Required task:
Print all records exactly, leaving nothing out.
BEGIN Supplied information
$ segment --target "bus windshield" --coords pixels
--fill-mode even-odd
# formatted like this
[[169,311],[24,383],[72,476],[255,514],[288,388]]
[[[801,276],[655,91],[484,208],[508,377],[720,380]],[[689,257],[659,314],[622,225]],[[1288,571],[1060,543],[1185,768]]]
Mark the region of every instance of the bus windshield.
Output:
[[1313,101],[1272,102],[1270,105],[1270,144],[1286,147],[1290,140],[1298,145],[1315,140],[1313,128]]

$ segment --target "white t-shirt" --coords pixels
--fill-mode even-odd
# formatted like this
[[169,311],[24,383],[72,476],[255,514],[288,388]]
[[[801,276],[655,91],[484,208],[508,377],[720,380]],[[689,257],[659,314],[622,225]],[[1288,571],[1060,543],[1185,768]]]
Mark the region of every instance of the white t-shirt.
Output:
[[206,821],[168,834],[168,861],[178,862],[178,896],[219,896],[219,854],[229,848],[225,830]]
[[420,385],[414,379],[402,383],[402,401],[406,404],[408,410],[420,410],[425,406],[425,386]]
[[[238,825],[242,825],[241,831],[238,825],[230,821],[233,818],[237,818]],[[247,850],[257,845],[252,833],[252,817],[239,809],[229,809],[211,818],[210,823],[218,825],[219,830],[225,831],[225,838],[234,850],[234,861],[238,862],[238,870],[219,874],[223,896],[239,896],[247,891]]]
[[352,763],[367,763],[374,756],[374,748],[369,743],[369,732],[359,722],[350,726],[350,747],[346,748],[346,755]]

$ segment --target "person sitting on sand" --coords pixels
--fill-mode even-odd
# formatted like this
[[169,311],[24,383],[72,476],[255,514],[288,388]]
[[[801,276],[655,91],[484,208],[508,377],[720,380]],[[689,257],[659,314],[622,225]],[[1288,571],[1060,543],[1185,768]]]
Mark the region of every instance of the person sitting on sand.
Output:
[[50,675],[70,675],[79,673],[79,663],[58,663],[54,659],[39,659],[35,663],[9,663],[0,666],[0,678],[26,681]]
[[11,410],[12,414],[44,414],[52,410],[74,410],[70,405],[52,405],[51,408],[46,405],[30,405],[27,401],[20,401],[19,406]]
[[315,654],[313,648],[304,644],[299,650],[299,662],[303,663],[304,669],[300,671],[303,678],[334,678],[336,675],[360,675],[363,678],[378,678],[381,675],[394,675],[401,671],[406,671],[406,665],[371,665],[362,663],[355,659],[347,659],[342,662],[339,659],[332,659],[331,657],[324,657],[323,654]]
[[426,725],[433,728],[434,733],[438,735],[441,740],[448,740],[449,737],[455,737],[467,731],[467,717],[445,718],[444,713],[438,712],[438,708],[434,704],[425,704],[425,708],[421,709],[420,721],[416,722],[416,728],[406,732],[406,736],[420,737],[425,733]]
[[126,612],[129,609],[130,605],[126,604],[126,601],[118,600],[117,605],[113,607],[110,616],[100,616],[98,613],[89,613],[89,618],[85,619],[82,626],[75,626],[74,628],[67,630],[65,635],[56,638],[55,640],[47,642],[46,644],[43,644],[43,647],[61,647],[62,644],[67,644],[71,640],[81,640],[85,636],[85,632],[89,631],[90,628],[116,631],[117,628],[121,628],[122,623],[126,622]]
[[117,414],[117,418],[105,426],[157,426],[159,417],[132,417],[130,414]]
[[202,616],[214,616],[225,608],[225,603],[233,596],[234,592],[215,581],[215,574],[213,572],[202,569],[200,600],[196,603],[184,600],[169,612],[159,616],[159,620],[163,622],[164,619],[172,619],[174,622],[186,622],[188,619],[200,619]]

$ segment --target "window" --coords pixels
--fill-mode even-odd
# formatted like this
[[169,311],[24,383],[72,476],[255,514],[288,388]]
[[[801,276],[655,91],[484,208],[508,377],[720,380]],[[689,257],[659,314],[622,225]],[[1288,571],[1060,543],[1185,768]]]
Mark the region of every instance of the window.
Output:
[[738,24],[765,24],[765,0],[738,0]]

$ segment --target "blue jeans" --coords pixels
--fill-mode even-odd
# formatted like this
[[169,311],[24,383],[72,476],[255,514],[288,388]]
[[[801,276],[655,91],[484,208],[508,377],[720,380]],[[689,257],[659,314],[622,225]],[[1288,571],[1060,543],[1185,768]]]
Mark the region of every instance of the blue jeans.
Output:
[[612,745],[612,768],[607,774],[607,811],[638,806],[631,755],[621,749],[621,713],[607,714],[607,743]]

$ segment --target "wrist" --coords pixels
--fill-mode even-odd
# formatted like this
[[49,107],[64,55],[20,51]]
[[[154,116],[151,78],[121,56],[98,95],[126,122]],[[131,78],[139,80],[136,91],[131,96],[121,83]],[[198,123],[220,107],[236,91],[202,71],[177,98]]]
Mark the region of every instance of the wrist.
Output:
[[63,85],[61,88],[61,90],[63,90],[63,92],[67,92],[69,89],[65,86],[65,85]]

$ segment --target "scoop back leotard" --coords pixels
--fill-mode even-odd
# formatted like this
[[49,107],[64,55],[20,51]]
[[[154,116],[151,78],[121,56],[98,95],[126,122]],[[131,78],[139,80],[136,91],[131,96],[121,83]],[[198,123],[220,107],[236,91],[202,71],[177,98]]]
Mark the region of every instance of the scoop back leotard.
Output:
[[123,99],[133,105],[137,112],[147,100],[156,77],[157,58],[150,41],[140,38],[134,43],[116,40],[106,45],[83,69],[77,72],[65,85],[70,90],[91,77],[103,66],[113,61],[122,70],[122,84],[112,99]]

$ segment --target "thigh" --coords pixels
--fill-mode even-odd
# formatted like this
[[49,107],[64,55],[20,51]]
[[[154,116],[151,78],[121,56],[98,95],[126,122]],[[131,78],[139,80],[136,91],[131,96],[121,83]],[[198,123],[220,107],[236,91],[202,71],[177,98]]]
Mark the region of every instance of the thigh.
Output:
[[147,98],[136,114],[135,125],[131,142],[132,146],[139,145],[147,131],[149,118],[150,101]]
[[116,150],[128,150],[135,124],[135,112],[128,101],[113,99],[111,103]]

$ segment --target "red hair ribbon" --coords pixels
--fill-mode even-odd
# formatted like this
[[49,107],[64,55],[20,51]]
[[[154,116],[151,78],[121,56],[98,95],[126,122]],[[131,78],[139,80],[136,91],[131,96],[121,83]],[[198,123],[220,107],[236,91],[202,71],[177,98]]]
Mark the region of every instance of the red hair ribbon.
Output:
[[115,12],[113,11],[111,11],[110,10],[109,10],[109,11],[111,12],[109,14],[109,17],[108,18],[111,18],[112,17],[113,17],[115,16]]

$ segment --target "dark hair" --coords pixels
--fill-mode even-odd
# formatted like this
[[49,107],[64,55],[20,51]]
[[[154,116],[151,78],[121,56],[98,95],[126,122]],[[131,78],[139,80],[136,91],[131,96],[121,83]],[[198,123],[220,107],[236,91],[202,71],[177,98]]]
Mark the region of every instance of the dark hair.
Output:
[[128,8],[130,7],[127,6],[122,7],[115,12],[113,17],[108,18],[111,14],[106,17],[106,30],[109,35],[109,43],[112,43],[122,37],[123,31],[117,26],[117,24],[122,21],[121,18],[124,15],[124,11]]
END Supplied information
Written reply:
$ segment --target "bus windshield" --coords pixels
--fill-mode even-odd
# formatted like this
[[169,311],[24,383],[72,476],[255,514],[288,388]]
[[[801,276],[655,91],[484,208],[508,377],[720,380]],[[689,257],[659,314],[622,225]],[[1288,571],[1060,543],[1185,768]]]
Mark the region of every instance of the bus windshield.
Output:
[[1313,101],[1272,102],[1270,105],[1270,144],[1286,147],[1290,140],[1298,145],[1315,140],[1313,128]]

$ segment --target "white t-shirt" --coords pixels
--fill-mode even-odd
# formatted like this
[[169,311],[24,383],[72,476],[255,514],[288,388]]
[[[801,276],[655,91],[484,208],[508,377],[720,380]],[[689,257],[659,314],[622,225]],[[1288,571],[1060,543],[1185,768]]]
Mark the region of every instance of the white t-shirt.
Output:
[[206,821],[168,834],[168,861],[178,862],[178,896],[219,896],[219,854],[229,848],[225,830]]
[[420,385],[414,379],[402,383],[402,401],[406,404],[408,410],[420,410],[425,406],[425,386]]
[[[238,825],[242,825],[241,831],[238,825],[230,821],[233,818],[237,818]],[[247,850],[257,845],[252,833],[252,817],[239,809],[229,809],[211,818],[210,823],[218,825],[219,830],[225,831],[225,838],[234,850],[234,861],[238,862],[238,870],[219,874],[223,896],[239,896],[247,891]]]
[[352,763],[367,763],[374,756],[374,748],[369,743],[369,732],[359,722],[350,726],[350,747],[346,748],[346,755]]

$ segment --target "person sitting on sand" --coords pixels
--fill-mode even-odd
# formatted like this
[[169,311],[24,383],[72,476],[255,514],[288,388]]
[[[801,276],[655,91],[484,208],[508,377],[720,380]],[[689,257],[659,314],[622,225]],[[1288,571],[1060,543],[1185,768]]]
Mark the region of every instance of the person sitting on sand.
Output:
[[50,675],[70,675],[79,673],[79,663],[58,663],[54,659],[39,659],[35,663],[9,663],[0,666],[0,678],[26,681]]
[[11,410],[12,414],[44,414],[52,410],[74,410],[70,405],[52,405],[51,408],[46,405],[30,405],[27,401],[20,401],[19,406]]
[[315,654],[313,648],[304,644],[299,650],[299,662],[303,663],[304,669],[300,671],[303,678],[334,678],[336,675],[360,675],[363,678],[378,678],[381,675],[394,675],[401,671],[406,671],[406,665],[371,665],[362,663],[355,659],[347,659],[342,662],[339,659],[332,659],[331,657],[324,657],[323,654]]
[[426,725],[433,728],[434,733],[438,735],[441,740],[448,740],[449,737],[455,737],[467,731],[467,717],[445,718],[444,713],[438,712],[438,708],[434,704],[425,704],[425,708],[421,709],[420,721],[416,722],[416,728],[406,732],[406,736],[420,737],[425,733]]
[[126,612],[129,609],[130,605],[126,604],[126,601],[118,600],[117,605],[113,607],[110,616],[100,616],[98,613],[89,613],[89,618],[85,619],[82,626],[75,626],[74,628],[67,630],[65,635],[56,638],[55,640],[47,642],[46,644],[43,644],[43,647],[61,647],[62,644],[67,644],[71,640],[81,640],[85,636],[85,632],[89,631],[90,628],[116,631],[117,628],[121,628],[122,623],[126,622]]
[[117,414],[117,418],[105,426],[157,426],[159,417],[132,417],[130,414]]
[[202,616],[214,616],[225,608],[225,603],[233,596],[234,592],[215,581],[215,574],[213,572],[202,569],[200,600],[196,603],[184,600],[169,612],[159,616],[159,620],[163,622],[164,619],[172,619],[174,622],[186,622],[188,619],[200,619]]

$ segment --target "window" --coords pixels
--fill-mode even-odd
# formatted like this
[[169,311],[24,383],[72,476],[255,514],[288,388]]
[[[801,276],[655,91],[484,208],[508,377],[720,380]],[[689,257],[659,314],[622,225]],[[1288,571],[1060,543],[1185,768]]]
Mark the region of every instance of the window.
Output:
[[738,24],[765,24],[765,0],[738,0]]

$ segment --target "blue jeans" --coords pixels
--fill-mode even-odd
# formatted like this
[[169,311],[24,383],[72,476],[255,514],[288,388]]
[[[801,276],[655,91],[484,208],[508,377],[720,380]],[[689,257],[659,314],[622,225]],[[1288,571],[1060,543],[1185,768]]]
Mark the region of every instance of the blue jeans.
Output:
[[612,745],[612,768],[607,774],[607,811],[638,806],[631,755],[621,749],[621,713],[607,714],[607,743]]

$ segment --target "wrist" --coords pixels
--fill-mode even-odd
# formatted like this
[[49,107],[64,55],[20,51]]
[[[154,116],[151,78],[121,56],[98,95],[126,122]],[[131,78],[139,80],[136,91],[131,96],[121,83]],[[198,123],[220,107],[236,91],[202,71],[177,98]]]
Mark the region of every instance of the wrist.
Output:
[[63,85],[61,88],[61,90],[63,90],[63,92],[67,92],[69,89],[65,86],[65,85]]

$ segment --target "scoop back leotard" --coords pixels
--fill-mode even-odd
# formatted like this
[[49,107],[64,55],[20,51]]
[[[154,116],[151,78],[121,56],[98,95],[126,122]],[[131,78],[139,80],[136,91],[131,96],[121,83]],[[198,123],[220,107],[236,91],[202,71],[177,98]]]
Mark the region of every instance of the scoop back leotard.
Output:
[[123,99],[133,105],[137,112],[147,100],[156,77],[157,58],[150,41],[140,38],[134,43],[116,40],[106,45],[83,69],[77,72],[65,85],[70,90],[91,77],[103,66],[113,61],[122,70],[122,84],[112,99]]

$ segment --target "thigh" --coords pixels
--fill-mode even-odd
# formatted like this
[[49,107],[64,55],[20,51]]
[[[154,116],[151,78],[121,56],[98,95],[126,122]],[[131,78],[139,80],[136,91],[131,96],[121,83]],[[198,123],[220,107],[236,91],[202,71],[177,98]]]
Mark the region of every instance of the thigh.
Output:
[[147,98],[136,114],[135,125],[131,142],[132,146],[139,145],[147,131],[149,118],[150,101]]
[[116,150],[128,150],[135,124],[135,112],[128,101],[113,99],[111,103]]

$ segment --target "red hair ribbon" --coords pixels
--fill-mode even-odd
# formatted like this
[[49,107],[64,55],[20,51]]
[[[154,116],[151,78],[121,56],[98,95],[126,122]],[[131,78],[139,80],[136,91],[131,96],[121,83]],[[198,123],[220,107],[236,91],[202,71],[177,98]]]
Mark the region of every instance of the red hair ribbon.
Output:
[[115,12],[113,11],[111,11],[110,10],[109,10],[109,11],[111,12],[109,14],[109,17],[108,18],[111,18],[112,17],[113,17],[115,16]]

$ segment --target "dark hair" --coords pixels
--fill-mode even-odd
# formatted like this
[[49,107],[64,55],[20,51]]
[[[154,116],[151,78],[121,56],[98,95],[126,122]],[[131,78],[139,80],[136,91],[131,96],[121,83]],[[198,123],[220,107],[236,91],[202,71],[177,98]]]
Mark the region of every instance of the dark hair.
Output:
[[128,8],[130,7],[127,6],[122,7],[115,12],[113,17],[108,18],[111,14],[106,17],[106,30],[109,35],[109,43],[112,43],[122,37],[123,31],[117,26],[117,24],[122,21],[121,18],[124,15],[124,11]]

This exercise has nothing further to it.